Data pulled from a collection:
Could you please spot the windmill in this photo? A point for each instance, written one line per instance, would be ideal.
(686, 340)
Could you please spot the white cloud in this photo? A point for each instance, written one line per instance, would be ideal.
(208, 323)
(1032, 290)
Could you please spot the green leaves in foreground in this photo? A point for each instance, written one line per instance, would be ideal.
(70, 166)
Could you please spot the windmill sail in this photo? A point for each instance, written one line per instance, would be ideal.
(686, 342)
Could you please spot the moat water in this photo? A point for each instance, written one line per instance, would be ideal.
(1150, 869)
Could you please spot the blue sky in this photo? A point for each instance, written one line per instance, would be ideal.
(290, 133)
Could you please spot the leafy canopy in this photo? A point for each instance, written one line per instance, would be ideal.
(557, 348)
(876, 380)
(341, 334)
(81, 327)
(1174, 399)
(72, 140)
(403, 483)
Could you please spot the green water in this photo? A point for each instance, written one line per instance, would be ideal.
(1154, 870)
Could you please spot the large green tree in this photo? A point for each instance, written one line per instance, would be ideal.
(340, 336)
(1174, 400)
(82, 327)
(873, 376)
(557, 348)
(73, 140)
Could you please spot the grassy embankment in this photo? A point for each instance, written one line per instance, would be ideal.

GOAL:
Render every line of all the items above as a JSON list of strings, one string per line, leaving out any blank lines.

SOLUTION TO THE PROBLEM:
[
  "Could you please spot the windmill in this photo? A point for each instance, written one line per instance, would be ideal.",
  "(686, 340)",
  "Could you please spot the white cloud in this photo? A point for each instance, written one line per instance, would be ideal.",
  "(208, 323)",
  "(1032, 290)",
  "Could you please spot the green leaves in foreground in this photo? A point for each instance, written one line per instance, would be ideal.",
  "(70, 166)",
  "Could you please spot the windmill sail in this photo? A point for each instance, written one line per instance, would be ideal.",
  "(686, 342)",
  "Could you please spot the moat water in this photo? A point for each instance, written one line per instance, would be ideal.",
  "(1150, 869)",
  "Could you please spot the blue sky in this photo? A point for each instance, written one line per instance, would be ideal.",
  "(290, 133)",
  "Could you please spot the leafy canopy in this photo? A point for each instance, written one line per instance, would be ideal.",
  "(557, 348)",
  "(876, 380)",
  "(341, 334)",
  "(81, 327)",
  "(1174, 399)",
  "(72, 140)",
  "(403, 483)",
  "Could you please spot the green water in this photo? A point for each instance, written one line per instance, would be ideal.",
  "(1154, 870)",
  "Could you please spot the large green tree in this photo? A point for each instance, written one line per instance, would be ideal.",
  "(340, 336)",
  "(1174, 400)",
  "(82, 327)",
  "(873, 376)",
  "(557, 348)",
  "(73, 140)",
  "Could you please spot the grassy embankment in this photo? A point for each instance, written one line per instance, would be ideal."
]